[start of Excerpted records]
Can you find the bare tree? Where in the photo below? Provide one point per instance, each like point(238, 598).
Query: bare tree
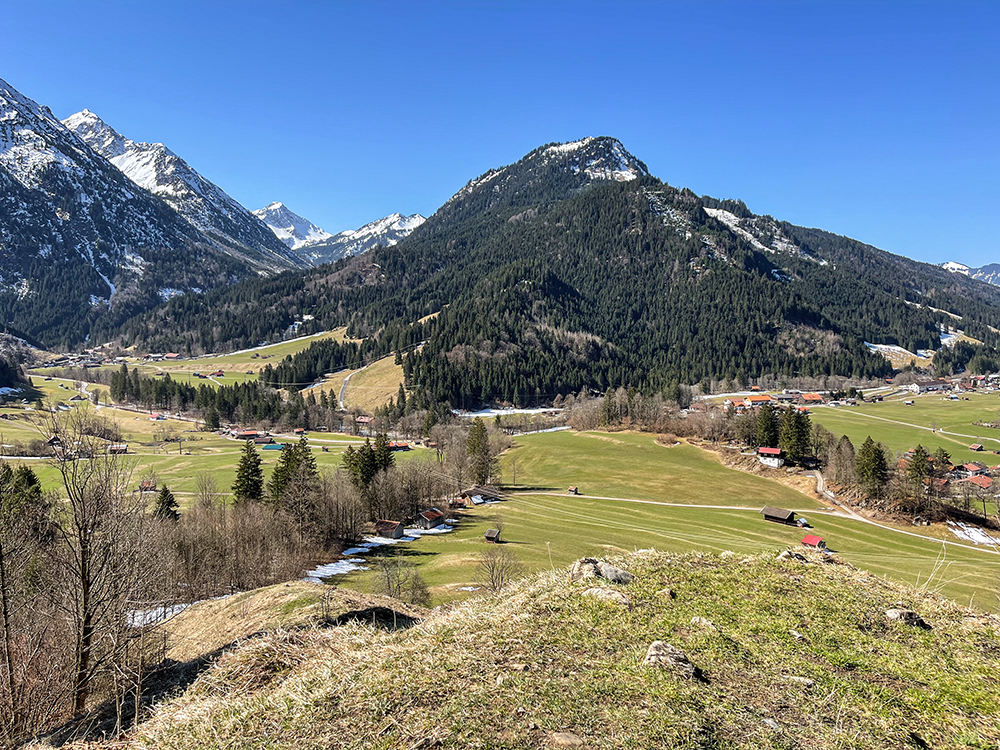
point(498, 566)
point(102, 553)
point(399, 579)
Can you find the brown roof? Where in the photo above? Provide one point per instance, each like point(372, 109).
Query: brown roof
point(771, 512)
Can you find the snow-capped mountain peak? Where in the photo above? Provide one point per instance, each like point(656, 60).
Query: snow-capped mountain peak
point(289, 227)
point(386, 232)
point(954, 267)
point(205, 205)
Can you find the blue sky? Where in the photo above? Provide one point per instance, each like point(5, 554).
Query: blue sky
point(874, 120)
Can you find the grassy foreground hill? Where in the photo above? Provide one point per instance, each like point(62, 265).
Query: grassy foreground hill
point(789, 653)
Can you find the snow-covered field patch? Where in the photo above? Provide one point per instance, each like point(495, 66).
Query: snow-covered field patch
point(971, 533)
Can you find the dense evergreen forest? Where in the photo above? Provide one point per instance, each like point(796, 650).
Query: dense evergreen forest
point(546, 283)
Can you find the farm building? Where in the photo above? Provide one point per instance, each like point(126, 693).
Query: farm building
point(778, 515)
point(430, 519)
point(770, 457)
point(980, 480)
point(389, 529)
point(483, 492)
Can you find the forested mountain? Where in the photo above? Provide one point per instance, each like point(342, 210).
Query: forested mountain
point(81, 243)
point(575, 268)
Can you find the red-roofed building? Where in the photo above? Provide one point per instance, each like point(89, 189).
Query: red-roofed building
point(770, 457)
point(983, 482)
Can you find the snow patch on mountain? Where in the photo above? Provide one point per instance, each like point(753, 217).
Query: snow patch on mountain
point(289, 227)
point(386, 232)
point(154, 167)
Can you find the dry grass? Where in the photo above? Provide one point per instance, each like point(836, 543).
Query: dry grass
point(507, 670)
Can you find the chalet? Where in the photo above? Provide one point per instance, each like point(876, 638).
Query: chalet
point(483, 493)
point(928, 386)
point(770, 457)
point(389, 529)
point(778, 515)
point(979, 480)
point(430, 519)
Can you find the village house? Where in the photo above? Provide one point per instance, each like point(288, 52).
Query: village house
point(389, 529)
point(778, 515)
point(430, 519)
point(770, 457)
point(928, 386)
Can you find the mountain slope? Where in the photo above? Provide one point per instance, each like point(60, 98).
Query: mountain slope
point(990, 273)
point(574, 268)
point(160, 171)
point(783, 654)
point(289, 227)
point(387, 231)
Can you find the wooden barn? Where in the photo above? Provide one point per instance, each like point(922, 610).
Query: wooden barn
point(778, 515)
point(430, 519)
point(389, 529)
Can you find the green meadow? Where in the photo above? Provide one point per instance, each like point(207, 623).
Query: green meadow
[end of Excerpted records]
◆ Your goal:
Turn all the data above into a Markdown table with two columns, Row and Line, putting each line in its own numbered row and skipping blank lines. Leave the pictures out.

◆ Response for this exercise:
| Row | Line |
|---|---|
| 1 | Can you find the bare tree? Where in the photo below? Provide one point per instance, each like point(238, 598). |
| 2 | Query: bare tree |
| 3 | point(498, 566) |
| 4 | point(102, 553) |
| 5 | point(399, 579) |
| 6 | Can you find the brown roof? Where in the photo above? Provide one point per instance, each like point(372, 109). |
| 7 | Query: brown roof |
| 8 | point(771, 512) |
| 9 | Can you find the snow-capped mountain peak? Where in the photo above? Provide one point per instance, each like point(656, 60). |
| 10 | Query: snow-capped mountain peak |
| 11 | point(289, 227) |
| 12 | point(386, 232) |
| 13 | point(954, 267) |
| 14 | point(205, 205) |
| 15 | Can you find the blue sky? Where in the photo above? Provide one point per instance, each like point(5, 554). |
| 16 | Query: blue sky |
| 17 | point(874, 120) |
| 18 | Can you find the grassy foreground hill? Where in the photo above? Provide one point per instance, each like point(62, 265). |
| 19 | Query: grassy foreground hill |
| 20 | point(789, 653) |
| 21 | Can you find the snow-covered field patch? Where in the photo above? Provide one point per instance, each like point(495, 66). |
| 22 | Query: snow-covered field patch |
| 23 | point(971, 533) |
| 24 | Can you find the dense evergreen forest? Where in the photo above? Provide one point per instance, each like point(796, 650). |
| 25 | Query: dense evergreen forest |
| 26 | point(546, 283) |
| 27 | Can you find the farm building? Where in the photo above? Provide one point per instance, each like point(126, 693). |
| 28 | Query: farm building |
| 29 | point(778, 515) |
| 30 | point(430, 519) |
| 31 | point(770, 457) |
| 32 | point(980, 480) |
| 33 | point(389, 529) |
| 34 | point(483, 492) |
| 35 | Can you find the forested mountain? Where in the photo above? Provide one point per instance, each like point(342, 210). |
| 36 | Query: forested mountain |
| 37 | point(81, 243) |
| 38 | point(575, 268) |
| 39 | Can you find the red-roofed building? Where in the photo above? Provide one point per instance, each like point(89, 189). |
| 40 | Query: red-roofed building |
| 41 | point(770, 457) |
| 42 | point(983, 482) |
| 43 | Can you find the snow patch on mountain? Where in the photo above? Provide one point per instance, each like point(753, 217). |
| 44 | Query: snow patch on mountain |
| 45 | point(289, 227) |
| 46 | point(386, 232) |
| 47 | point(154, 167) |
| 48 | Can you find the dry grass? Where in the photo above? Provide one point per instance, each like point(836, 543). |
| 49 | Query: dry grass |
| 50 | point(507, 670) |
| 51 | Can you find the chalet? Where in the photo above? Provide one point per instance, each like point(876, 638). |
| 52 | Query: chalet |
| 53 | point(483, 493) |
| 54 | point(928, 386) |
| 55 | point(770, 457) |
| 56 | point(389, 529) |
| 57 | point(778, 515) |
| 58 | point(979, 480) |
| 59 | point(430, 519) |
| 60 | Can you find the village house? Where in the photo above? Provide one point per instance, each like point(288, 52). |
| 61 | Query: village house |
| 62 | point(389, 529) |
| 63 | point(778, 515) |
| 64 | point(430, 519) |
| 65 | point(770, 457) |
| 66 | point(928, 386) |
| 67 | Can you find the mountain slope? Where in the photo above? Provide one point per instance, each like point(60, 98). |
| 68 | Query: mountain slope |
| 69 | point(990, 273) |
| 70 | point(574, 268) |
| 71 | point(160, 171) |
| 72 | point(783, 654) |
| 73 | point(289, 227) |
| 74 | point(387, 231) |
| 75 | Can you find the wooden barn? Where in the photo above? Provide one point per instance, each like point(922, 610). |
| 76 | Query: wooden barn |
| 77 | point(778, 515) |
| 78 | point(430, 519) |
| 79 | point(389, 529) |
| 80 | Can you find the green meadow? Where in the photo above? Provide one point per instance, each like point(207, 623). |
| 81 | Query: green meadow |